Directions for this task: Output the records. Match them exactly.

Task input:
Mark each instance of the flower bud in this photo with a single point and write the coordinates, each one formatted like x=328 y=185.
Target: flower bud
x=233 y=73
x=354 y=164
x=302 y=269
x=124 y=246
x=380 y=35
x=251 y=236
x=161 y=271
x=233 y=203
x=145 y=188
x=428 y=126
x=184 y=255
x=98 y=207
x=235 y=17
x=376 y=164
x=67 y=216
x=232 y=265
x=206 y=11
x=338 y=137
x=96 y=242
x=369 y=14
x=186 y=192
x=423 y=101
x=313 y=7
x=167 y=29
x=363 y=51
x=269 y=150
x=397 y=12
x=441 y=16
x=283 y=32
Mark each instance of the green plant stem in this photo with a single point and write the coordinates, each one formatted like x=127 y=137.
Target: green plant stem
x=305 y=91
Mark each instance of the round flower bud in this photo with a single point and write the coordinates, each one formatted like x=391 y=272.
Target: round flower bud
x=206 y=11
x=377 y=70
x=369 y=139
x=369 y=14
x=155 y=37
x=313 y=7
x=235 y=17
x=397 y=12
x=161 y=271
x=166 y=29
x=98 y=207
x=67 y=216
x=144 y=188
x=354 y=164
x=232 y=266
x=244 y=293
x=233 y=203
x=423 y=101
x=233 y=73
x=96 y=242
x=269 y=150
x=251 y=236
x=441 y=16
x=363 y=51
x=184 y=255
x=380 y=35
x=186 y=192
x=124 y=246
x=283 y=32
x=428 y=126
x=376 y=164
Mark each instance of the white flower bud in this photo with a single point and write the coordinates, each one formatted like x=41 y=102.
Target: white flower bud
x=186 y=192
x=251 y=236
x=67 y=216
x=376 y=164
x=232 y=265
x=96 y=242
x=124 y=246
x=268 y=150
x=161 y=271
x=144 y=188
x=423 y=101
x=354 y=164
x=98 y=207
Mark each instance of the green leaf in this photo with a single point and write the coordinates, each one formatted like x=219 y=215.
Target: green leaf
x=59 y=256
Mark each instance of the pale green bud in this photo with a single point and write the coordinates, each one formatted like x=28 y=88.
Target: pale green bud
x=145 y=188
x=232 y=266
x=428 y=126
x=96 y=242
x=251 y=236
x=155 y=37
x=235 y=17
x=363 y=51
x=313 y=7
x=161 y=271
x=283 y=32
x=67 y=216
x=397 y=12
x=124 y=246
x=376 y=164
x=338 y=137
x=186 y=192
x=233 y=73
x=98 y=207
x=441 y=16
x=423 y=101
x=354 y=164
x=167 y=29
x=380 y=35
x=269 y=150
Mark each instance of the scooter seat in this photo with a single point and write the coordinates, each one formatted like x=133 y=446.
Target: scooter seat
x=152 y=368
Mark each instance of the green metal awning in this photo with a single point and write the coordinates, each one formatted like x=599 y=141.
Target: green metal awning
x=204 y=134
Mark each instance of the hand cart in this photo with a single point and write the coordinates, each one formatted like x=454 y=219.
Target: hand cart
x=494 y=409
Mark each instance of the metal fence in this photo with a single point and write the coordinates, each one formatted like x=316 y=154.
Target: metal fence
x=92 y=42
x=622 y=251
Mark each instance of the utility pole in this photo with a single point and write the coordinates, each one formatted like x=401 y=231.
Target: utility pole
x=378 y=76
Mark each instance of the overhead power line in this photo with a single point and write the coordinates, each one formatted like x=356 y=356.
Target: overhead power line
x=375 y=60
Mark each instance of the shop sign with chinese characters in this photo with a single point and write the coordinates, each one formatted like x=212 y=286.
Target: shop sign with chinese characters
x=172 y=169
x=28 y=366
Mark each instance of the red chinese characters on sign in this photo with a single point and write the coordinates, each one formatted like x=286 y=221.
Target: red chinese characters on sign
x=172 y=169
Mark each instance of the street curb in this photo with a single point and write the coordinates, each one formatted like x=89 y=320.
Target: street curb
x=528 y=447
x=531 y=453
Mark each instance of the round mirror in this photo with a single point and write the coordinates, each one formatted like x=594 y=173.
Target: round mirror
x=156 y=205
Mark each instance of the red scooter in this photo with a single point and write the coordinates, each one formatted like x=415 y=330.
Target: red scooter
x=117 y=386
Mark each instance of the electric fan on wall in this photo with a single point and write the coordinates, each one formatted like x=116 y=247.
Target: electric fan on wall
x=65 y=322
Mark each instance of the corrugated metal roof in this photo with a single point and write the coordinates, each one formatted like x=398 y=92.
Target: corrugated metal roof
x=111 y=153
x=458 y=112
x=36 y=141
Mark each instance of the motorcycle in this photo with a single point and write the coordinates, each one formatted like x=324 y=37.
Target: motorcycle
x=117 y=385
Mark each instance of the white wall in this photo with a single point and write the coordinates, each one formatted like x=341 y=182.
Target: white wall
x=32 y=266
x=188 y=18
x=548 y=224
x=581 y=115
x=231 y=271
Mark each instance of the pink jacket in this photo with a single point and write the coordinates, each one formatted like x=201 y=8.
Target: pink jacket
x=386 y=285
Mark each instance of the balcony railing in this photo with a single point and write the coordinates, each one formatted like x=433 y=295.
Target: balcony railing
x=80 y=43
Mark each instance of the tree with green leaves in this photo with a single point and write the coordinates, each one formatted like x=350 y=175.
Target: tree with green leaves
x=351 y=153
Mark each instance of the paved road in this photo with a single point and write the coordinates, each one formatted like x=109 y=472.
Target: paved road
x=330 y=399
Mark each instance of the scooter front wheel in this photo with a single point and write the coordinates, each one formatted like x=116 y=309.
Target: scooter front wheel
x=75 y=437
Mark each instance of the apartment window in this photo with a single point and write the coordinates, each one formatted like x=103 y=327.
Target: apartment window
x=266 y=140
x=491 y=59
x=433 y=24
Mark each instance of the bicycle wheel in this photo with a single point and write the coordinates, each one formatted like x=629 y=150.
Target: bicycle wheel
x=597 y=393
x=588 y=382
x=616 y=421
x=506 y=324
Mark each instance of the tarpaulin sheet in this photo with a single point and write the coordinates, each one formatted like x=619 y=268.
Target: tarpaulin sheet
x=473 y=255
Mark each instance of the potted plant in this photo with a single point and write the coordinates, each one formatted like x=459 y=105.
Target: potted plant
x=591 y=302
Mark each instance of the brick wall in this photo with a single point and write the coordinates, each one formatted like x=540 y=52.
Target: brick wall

Solution for this exercise:
Mark each instance of the flower bud in this photo with a single point and write the coordinates, each one formatted like x=328 y=185.
Target: flower bud
x=233 y=73
x=354 y=164
x=302 y=269
x=124 y=246
x=380 y=35
x=251 y=236
x=161 y=271
x=233 y=203
x=145 y=188
x=428 y=126
x=184 y=255
x=98 y=207
x=235 y=17
x=376 y=164
x=67 y=216
x=232 y=265
x=206 y=11
x=338 y=137
x=96 y=242
x=369 y=14
x=186 y=192
x=423 y=101
x=313 y=7
x=167 y=29
x=363 y=51
x=269 y=150
x=397 y=12
x=441 y=16
x=283 y=32
Mark each instance of the green plant stem in this photo with a single point and write the coordinates, each one formatted like x=127 y=137.
Target: green plant stem
x=305 y=91
Mark each instance of the round flower bud in this photo with a single point and write the coordinates, each one formatted like x=391 y=272.
Target: round flower bud
x=206 y=11
x=377 y=70
x=369 y=139
x=369 y=14
x=155 y=37
x=313 y=7
x=235 y=17
x=397 y=12
x=161 y=271
x=166 y=29
x=98 y=207
x=67 y=216
x=144 y=188
x=354 y=164
x=232 y=266
x=244 y=293
x=233 y=203
x=423 y=101
x=233 y=73
x=96 y=242
x=269 y=150
x=251 y=236
x=441 y=16
x=363 y=51
x=184 y=255
x=380 y=35
x=186 y=192
x=124 y=246
x=283 y=32
x=428 y=126
x=376 y=164
Mark each instance of the white flower bud in this photo with a single point and write the coordinates, each one formatted like x=41 y=102.
Target: white flower bud
x=186 y=192
x=251 y=236
x=67 y=216
x=376 y=164
x=232 y=265
x=96 y=242
x=124 y=246
x=268 y=150
x=161 y=271
x=144 y=188
x=423 y=101
x=354 y=164
x=98 y=207
Mark each instance of the green leaf in this photo with a single point and write the coordinates, each one formatted like x=219 y=215.
Target: green leaf
x=59 y=256
Mark each instance of the pale green bud in this photo with a single point and write the coordinates, each one formatted like x=28 y=88.
Target: pale green bud
x=145 y=188
x=232 y=266
x=428 y=126
x=96 y=242
x=251 y=236
x=155 y=37
x=235 y=17
x=363 y=51
x=313 y=7
x=161 y=271
x=283 y=32
x=67 y=216
x=397 y=12
x=124 y=246
x=376 y=164
x=338 y=137
x=186 y=192
x=233 y=73
x=98 y=207
x=441 y=16
x=423 y=101
x=354 y=164
x=167 y=29
x=380 y=35
x=269 y=150
Mark each instance of the scooter seat in this photo with a single point and write the coordinates, each one formatted like x=133 y=446.
Target: scooter seat
x=152 y=368
Mark each instance of the green metal awning in this photo with a single point and write the coordinates, each one formatted like x=599 y=141.
Target: green metal awning
x=204 y=134
Mark each instance of the hand cart in this photo with a single point and write the coordinates, each one formatted like x=454 y=219.
Target: hand cart
x=494 y=409
Mark each instance of the metal fence in this photo with a single point and write the coordinates, each one formatted like x=316 y=154.
Target: metal fence
x=92 y=42
x=622 y=251
Mark each instance of the utility pole in this photo with a single point and write the coordinates, each one formatted like x=401 y=231.
Target: utility pole
x=378 y=76
Mark each instance of the overhead power line in this photo with a single point and write the coordinates, each one formatted like x=356 y=356.
Target: overhead power line
x=375 y=60
Mark each instance of the shop sign with chinese characters in this photo with a single point and write the coordinates, each one formatted like x=212 y=286.
Target: shop sign with chinese characters
x=172 y=169
x=28 y=366
Mark each instance of the red chinese characters on sign in this photo with a single point and write the coordinates, each one formatted like x=286 y=221.
Target: red chinese characters on sign
x=172 y=169
Mark each instance of the street curb in this photo with a single point and write the coordinates, each one formatted like x=89 y=320.
Target: street curb
x=528 y=447
x=531 y=453
Mark each instance of the round mirror in this photo with a single point and write the coordinates, each one formatted like x=594 y=173.
Target: round mirror
x=156 y=205
Mark each instance of the red scooter in this photo with a single point and write the coordinates, each one formatted like x=415 y=330.
Target: red scooter
x=117 y=386
Mark each instance of the electric fan on wall in this photo with a single point and write the coordinates, each one formatted like x=116 y=247.
Target: electric fan on wall
x=65 y=322
Mark each instance of the corrugated metal roof in this photo with a single point and write the coordinates, each one formatted like x=398 y=92.
Target: corrugated metal roof
x=111 y=153
x=458 y=112
x=36 y=141
Mark each instance of the motorcycle in this photo with a single point and write the coordinates, each one formatted like x=324 y=37.
Target: motorcycle
x=117 y=385
Mark each instance of the white wall in this photo with a single point and write the coordinates, each one formatted like x=341 y=182.
Target: white wall
x=32 y=266
x=188 y=18
x=548 y=224
x=581 y=115
x=231 y=271
Mark each instance of the pink jacket in this photo with a single point and write the coordinates, each one formatted like x=201 y=8.
Target: pink jacket
x=386 y=285
Mark each instance of the balcony railing in this photo with a single point and write the coordinates, each one formatted like x=433 y=295.
Target: balcony railing
x=80 y=43
Mark each instance of the tree with green leaves in this photo with a single point and write the coordinates, each one formatted like x=350 y=175.
Target: tree with green leaves
x=351 y=153
Mark each instance of the paved road in this photo with a single point and write the coordinates, each one formatted like x=109 y=472.
Target: paved road
x=330 y=399
Mark each instance of the scooter front wheel in this photo with a single point and write the coordinates, each one formatted like x=116 y=309.
Target: scooter front wheel
x=75 y=437
Mark each instance of the apartment window in this photo with a single point and write the coordinates, each one formatted like x=103 y=327.
Target: apartment window
x=266 y=140
x=491 y=59
x=433 y=24
Mark each instance of the bicycle wheel in this photo with a single point and write the coordinates, each one formatted like x=629 y=150.
Target: bicycle wheel
x=597 y=393
x=588 y=382
x=616 y=421
x=506 y=324
Mark each instance of the tarpaulin sheet in this photo with a single point and write the coordinates, each one formatted like x=619 y=268.
Target: tarpaulin sheet
x=473 y=255
Mark each instance of the potted plant in this photo with a single point and write the coordinates, each one formatted like x=459 y=105.
Target: potted plant
x=591 y=302
Mark each instance of the brick wall in this photo with a single point and write the coordinates, each one formatted like x=540 y=52.
Target: brick wall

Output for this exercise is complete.